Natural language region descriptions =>
*****
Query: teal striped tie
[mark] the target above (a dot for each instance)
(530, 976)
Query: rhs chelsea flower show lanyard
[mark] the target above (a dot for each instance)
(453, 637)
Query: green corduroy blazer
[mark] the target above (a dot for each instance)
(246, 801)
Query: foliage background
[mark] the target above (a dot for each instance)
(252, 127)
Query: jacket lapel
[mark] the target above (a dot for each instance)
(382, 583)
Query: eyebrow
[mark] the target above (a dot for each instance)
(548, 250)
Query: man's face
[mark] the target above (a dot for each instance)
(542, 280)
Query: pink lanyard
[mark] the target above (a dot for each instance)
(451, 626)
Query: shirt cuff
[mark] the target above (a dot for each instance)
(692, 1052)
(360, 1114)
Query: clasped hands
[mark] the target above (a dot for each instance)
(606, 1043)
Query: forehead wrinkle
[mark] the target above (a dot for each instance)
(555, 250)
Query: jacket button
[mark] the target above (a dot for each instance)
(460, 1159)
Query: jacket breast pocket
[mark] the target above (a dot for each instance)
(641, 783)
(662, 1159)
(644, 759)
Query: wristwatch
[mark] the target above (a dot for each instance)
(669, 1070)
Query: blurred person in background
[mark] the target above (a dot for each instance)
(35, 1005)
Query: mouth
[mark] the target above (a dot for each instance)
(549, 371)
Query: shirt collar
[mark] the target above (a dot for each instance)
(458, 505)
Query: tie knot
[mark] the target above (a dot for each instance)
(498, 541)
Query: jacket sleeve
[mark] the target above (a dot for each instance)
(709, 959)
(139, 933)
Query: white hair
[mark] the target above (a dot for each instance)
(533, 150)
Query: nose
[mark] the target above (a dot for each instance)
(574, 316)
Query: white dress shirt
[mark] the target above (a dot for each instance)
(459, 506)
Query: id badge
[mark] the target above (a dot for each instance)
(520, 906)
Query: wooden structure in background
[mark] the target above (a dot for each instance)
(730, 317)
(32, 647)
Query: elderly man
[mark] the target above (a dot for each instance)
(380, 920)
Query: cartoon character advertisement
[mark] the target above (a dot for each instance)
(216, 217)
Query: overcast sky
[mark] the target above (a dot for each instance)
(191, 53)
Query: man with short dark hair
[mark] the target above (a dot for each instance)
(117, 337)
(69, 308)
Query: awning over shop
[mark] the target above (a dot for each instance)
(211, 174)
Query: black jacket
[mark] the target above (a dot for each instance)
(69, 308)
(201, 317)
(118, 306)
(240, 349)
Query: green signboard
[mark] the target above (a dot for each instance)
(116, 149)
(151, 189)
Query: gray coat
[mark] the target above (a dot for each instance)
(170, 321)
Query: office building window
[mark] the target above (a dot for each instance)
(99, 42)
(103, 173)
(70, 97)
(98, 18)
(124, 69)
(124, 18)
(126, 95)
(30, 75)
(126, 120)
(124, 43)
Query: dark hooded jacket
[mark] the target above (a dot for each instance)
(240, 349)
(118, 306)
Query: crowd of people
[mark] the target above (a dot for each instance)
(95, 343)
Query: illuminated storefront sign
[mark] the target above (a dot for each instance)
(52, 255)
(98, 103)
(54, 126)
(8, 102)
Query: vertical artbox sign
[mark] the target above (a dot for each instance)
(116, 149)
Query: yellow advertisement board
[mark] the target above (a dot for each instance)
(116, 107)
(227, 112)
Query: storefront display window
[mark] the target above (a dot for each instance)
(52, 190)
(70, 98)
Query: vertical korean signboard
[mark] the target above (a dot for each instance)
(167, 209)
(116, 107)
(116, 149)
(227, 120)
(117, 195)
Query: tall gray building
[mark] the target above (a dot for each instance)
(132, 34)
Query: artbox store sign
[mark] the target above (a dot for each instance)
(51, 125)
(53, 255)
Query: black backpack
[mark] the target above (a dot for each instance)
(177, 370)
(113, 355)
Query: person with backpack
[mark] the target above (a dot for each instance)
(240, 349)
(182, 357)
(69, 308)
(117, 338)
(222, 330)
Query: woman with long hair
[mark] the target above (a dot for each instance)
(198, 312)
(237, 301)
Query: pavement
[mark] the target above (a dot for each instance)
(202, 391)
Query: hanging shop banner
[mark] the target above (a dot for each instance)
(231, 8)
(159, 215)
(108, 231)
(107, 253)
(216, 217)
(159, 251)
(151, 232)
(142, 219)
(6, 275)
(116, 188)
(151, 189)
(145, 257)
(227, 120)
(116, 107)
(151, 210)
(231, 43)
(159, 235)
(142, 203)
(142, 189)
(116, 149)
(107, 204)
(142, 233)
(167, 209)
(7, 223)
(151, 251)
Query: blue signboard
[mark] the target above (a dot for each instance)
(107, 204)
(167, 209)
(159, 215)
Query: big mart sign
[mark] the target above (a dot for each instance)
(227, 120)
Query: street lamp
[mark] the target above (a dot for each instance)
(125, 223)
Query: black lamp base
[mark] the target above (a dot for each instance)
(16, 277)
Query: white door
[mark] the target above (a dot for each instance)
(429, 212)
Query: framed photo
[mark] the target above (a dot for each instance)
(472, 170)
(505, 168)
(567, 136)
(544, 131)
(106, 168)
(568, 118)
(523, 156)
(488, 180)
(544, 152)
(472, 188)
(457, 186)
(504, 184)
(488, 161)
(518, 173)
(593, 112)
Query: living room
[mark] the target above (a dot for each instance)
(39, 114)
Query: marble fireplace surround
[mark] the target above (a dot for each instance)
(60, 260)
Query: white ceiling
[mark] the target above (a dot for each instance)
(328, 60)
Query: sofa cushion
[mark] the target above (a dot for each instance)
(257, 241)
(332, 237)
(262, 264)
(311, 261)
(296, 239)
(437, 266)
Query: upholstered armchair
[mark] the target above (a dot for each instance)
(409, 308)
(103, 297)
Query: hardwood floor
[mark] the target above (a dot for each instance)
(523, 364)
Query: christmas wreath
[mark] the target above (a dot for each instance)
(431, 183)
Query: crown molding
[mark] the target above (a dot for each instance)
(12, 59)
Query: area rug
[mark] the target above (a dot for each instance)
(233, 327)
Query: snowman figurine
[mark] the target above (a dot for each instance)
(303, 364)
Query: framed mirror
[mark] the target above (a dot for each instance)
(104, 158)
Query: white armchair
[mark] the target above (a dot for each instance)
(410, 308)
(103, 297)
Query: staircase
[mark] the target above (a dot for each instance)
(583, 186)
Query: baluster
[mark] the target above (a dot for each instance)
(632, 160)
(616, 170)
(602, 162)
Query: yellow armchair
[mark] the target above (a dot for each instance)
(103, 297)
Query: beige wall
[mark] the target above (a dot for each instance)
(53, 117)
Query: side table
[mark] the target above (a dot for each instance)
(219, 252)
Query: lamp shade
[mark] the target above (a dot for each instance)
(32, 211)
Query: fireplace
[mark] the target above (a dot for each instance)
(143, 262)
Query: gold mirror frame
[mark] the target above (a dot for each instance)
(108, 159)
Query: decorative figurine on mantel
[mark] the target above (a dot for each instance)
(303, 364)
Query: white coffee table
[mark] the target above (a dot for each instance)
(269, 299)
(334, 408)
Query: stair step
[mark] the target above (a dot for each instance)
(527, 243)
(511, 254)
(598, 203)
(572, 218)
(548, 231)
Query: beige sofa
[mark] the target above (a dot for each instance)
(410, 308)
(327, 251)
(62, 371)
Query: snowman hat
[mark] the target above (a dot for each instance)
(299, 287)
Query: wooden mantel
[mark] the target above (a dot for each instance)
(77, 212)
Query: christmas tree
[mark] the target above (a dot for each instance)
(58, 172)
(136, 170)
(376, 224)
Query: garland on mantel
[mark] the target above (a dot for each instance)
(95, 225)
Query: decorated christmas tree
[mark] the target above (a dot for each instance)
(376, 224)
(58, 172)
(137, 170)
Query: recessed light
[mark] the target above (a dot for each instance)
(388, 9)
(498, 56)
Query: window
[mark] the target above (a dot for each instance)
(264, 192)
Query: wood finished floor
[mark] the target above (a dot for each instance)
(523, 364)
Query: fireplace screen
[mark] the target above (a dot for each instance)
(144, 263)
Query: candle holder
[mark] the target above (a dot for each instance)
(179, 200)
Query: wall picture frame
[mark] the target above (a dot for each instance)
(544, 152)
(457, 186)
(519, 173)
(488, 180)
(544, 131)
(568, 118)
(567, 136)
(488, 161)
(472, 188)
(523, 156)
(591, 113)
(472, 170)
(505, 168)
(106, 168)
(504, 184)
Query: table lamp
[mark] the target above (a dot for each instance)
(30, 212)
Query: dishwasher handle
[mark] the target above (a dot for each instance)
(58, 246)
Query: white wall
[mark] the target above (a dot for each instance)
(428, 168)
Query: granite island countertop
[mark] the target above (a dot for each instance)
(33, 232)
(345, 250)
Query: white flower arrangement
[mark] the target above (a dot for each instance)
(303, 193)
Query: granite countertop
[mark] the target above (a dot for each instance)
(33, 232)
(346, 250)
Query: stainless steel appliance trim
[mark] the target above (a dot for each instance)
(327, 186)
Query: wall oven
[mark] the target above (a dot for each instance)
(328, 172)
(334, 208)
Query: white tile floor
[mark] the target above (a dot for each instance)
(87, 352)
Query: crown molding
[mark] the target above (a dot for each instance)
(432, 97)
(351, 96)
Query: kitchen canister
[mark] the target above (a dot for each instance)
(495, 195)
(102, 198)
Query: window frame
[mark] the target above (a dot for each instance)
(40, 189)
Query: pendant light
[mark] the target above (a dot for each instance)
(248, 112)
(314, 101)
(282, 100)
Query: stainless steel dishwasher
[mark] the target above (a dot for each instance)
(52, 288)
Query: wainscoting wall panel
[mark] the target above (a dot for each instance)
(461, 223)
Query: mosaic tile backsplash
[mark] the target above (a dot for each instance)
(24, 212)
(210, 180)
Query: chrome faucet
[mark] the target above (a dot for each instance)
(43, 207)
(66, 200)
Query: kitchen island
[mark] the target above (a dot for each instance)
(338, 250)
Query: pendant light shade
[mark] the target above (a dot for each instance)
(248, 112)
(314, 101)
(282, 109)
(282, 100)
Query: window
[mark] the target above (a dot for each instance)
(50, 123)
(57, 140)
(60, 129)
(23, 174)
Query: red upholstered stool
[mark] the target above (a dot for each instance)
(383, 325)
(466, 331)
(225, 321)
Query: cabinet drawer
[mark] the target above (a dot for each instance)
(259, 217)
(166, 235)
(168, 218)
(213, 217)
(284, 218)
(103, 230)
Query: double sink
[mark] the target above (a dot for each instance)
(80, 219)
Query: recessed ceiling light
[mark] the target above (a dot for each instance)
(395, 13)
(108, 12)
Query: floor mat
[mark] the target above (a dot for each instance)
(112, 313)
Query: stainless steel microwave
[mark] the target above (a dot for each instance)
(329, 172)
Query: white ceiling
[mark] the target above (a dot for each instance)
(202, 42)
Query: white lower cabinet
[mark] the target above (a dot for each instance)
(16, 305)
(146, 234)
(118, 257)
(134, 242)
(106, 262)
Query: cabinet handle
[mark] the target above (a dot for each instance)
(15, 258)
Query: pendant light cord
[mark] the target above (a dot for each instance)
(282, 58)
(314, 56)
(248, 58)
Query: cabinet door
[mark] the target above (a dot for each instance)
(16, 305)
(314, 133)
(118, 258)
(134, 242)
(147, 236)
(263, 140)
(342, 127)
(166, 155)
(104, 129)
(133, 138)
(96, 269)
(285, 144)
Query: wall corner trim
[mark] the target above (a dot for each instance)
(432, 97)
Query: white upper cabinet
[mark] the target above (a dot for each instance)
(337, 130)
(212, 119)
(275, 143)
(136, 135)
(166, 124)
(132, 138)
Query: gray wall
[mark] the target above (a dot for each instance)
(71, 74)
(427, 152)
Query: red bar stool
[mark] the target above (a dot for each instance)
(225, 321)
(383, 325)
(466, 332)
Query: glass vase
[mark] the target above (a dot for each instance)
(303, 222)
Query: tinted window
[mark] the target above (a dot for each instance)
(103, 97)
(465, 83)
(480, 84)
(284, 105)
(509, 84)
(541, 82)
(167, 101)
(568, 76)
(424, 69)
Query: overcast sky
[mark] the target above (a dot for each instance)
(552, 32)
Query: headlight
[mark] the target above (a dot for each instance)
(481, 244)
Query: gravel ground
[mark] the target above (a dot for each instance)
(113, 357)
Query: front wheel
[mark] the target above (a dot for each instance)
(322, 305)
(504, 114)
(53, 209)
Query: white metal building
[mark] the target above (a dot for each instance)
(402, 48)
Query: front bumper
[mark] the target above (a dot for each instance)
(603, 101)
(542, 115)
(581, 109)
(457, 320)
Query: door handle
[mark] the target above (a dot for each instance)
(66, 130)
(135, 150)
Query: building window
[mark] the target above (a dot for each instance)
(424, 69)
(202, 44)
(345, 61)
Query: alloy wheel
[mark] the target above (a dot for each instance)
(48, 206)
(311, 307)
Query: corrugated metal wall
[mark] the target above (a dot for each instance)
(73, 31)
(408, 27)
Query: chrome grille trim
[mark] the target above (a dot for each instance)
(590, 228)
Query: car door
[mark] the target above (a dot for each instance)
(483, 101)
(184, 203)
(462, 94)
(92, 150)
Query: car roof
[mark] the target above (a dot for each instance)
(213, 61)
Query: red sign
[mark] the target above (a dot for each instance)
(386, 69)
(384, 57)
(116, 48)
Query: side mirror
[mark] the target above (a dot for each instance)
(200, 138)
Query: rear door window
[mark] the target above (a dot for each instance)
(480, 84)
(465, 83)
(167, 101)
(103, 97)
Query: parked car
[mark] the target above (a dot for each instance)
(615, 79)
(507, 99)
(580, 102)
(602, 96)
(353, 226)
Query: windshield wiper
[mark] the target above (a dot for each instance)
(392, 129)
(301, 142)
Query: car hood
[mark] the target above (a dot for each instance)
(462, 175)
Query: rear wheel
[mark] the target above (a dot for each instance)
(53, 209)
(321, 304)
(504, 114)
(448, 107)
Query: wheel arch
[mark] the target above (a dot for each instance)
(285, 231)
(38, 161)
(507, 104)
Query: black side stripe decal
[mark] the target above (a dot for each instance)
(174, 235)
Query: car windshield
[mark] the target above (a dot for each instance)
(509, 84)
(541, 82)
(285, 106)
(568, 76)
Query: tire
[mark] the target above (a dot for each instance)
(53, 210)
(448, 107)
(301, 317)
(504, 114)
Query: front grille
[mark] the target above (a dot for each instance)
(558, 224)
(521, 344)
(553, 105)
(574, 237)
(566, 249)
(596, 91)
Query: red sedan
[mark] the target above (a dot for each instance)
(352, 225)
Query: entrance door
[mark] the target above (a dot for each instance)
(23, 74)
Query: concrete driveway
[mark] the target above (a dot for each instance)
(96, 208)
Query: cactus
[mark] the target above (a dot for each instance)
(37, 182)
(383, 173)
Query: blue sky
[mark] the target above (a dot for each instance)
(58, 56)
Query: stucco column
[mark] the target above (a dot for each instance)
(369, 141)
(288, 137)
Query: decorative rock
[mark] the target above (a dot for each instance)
*****
What you have to do => From the entries above, collect every line with the string "sofa" in it.

Exercise output =>
Query: sofa cushion
Query: beige sofa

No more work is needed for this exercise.